(Dataset entries)
***

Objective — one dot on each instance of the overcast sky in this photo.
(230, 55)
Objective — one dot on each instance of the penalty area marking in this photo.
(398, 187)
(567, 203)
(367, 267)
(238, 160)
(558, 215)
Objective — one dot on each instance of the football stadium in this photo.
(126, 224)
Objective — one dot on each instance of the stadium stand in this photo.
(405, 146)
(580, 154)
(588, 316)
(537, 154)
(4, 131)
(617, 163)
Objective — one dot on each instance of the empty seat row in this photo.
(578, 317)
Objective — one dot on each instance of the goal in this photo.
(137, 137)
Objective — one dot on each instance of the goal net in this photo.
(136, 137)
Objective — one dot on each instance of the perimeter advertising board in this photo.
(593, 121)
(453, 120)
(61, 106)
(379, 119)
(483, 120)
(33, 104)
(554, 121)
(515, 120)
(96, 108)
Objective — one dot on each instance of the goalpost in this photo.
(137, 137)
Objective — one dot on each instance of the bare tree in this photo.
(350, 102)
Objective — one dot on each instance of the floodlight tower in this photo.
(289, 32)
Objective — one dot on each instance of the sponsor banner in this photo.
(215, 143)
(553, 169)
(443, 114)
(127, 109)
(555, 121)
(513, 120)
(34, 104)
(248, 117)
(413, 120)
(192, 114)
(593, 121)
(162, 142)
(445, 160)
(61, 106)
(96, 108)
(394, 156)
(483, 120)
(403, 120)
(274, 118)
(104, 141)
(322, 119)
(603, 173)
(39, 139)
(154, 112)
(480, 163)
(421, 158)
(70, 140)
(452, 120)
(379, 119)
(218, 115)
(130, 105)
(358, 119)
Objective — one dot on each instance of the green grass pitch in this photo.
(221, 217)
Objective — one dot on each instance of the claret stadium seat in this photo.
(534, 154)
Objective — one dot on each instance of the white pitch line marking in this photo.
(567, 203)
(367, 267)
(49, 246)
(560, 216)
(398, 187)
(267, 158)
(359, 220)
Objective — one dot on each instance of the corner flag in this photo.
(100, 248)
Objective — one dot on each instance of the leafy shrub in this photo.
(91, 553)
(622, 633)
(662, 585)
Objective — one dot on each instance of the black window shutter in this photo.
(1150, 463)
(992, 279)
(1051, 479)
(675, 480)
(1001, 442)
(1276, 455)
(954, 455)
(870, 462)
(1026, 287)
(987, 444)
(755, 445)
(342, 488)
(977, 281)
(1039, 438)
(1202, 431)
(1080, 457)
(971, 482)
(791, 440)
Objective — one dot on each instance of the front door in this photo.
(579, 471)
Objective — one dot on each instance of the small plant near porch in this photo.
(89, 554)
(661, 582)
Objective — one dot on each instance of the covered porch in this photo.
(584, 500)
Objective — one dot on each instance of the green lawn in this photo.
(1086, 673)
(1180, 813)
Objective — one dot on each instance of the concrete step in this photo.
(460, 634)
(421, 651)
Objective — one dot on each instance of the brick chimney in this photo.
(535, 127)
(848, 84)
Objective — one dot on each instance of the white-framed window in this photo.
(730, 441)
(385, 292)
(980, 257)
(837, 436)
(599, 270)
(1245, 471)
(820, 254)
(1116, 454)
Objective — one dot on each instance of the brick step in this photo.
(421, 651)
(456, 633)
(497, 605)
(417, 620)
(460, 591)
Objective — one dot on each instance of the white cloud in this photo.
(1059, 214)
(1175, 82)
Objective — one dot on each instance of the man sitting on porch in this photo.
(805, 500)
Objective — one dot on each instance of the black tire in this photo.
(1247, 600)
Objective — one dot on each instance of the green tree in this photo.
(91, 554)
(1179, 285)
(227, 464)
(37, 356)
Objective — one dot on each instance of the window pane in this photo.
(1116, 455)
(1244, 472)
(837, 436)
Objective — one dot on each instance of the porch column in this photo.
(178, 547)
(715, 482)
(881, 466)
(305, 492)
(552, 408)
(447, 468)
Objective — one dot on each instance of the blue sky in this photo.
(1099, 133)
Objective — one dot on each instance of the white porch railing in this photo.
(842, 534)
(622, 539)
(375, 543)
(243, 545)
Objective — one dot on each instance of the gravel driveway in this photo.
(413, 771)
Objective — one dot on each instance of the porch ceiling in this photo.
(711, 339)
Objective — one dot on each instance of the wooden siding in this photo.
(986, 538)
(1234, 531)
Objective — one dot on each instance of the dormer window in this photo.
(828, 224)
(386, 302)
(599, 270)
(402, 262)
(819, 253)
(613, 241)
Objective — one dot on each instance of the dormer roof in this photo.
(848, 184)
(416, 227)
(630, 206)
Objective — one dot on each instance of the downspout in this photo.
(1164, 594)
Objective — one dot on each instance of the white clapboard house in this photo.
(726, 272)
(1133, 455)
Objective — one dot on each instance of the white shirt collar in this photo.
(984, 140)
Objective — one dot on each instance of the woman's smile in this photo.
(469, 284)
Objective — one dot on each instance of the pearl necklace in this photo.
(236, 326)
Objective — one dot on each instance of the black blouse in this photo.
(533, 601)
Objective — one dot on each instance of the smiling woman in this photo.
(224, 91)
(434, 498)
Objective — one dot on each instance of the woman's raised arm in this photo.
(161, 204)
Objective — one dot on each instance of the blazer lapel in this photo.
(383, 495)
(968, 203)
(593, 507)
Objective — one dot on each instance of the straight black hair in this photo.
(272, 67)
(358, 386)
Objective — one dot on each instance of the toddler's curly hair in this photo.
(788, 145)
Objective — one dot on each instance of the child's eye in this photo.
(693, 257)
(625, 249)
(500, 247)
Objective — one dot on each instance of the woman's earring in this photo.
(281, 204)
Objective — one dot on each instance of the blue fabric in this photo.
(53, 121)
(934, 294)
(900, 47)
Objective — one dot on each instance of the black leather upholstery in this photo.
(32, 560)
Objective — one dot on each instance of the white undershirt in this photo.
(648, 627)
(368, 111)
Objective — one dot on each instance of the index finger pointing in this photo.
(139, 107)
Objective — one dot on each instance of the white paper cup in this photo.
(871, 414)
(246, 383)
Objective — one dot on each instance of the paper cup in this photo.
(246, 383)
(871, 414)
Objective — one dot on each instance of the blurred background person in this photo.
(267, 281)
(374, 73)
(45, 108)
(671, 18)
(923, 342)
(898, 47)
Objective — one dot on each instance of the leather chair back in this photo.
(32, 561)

***

** EXERCISE DIRECTIONS **
Copy, without any change, the lines from the one that contains "Objective — one dot on each instance of the paper" to the final line of the entries above.

** WRITTEN SOLUTION **
Objective — one dot on each instance of the paper cup in this photo.
(246, 383)
(871, 414)
Objective — one dot on each instance of the blurred background person in this photo.
(267, 281)
(374, 73)
(45, 108)
(671, 18)
(923, 342)
(898, 47)
Objective — one dot on each instance of the leather chair back in this photo.
(32, 561)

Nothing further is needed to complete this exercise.